----- Information provided

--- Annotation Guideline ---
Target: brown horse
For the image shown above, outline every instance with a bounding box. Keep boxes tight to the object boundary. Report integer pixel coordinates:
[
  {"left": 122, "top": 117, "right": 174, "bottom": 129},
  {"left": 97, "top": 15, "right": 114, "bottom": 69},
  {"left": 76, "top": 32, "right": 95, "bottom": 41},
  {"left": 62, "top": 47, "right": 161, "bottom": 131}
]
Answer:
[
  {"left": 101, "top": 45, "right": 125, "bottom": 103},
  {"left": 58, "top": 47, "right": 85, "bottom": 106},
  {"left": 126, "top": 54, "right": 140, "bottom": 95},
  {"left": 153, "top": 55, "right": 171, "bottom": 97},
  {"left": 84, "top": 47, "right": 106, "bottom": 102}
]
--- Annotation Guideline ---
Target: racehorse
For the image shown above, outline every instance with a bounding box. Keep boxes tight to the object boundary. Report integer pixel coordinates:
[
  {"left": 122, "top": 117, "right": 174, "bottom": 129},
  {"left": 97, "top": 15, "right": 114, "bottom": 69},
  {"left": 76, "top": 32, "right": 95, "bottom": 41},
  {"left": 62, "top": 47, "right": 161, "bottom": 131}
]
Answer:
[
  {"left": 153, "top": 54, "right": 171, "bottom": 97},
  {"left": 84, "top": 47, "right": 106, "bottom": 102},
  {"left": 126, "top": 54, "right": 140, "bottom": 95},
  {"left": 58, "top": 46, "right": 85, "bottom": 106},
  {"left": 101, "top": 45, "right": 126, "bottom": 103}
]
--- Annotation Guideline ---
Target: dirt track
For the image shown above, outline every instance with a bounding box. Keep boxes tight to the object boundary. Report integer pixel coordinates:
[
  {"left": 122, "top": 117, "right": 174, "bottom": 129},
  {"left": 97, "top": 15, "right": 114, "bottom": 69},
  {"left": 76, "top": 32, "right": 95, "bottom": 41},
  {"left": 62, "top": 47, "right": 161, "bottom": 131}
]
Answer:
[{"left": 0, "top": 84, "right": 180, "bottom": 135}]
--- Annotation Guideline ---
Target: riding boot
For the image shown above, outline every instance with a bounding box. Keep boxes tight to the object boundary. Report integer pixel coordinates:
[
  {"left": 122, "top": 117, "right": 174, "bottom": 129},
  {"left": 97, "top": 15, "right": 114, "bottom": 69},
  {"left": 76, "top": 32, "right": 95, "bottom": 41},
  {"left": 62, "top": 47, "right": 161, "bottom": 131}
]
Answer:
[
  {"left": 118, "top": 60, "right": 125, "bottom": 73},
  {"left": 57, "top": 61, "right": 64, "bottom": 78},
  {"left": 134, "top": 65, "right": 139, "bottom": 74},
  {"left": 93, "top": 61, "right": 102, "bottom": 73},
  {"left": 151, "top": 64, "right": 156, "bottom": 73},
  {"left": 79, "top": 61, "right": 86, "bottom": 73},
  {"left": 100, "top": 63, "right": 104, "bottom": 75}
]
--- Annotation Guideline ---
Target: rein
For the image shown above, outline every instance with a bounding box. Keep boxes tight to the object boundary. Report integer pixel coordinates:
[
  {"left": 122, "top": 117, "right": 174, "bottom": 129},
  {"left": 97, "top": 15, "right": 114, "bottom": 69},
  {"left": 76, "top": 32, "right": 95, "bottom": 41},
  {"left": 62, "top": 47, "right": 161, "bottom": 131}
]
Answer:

----------

**The problem**
Report each line above that contains the string "Target". Capital and lowercase letters must match.

**Answer for this exercise**
Target: brown horse
Target: racehorse
Target: dirt track
Target: riding boot
Target: rein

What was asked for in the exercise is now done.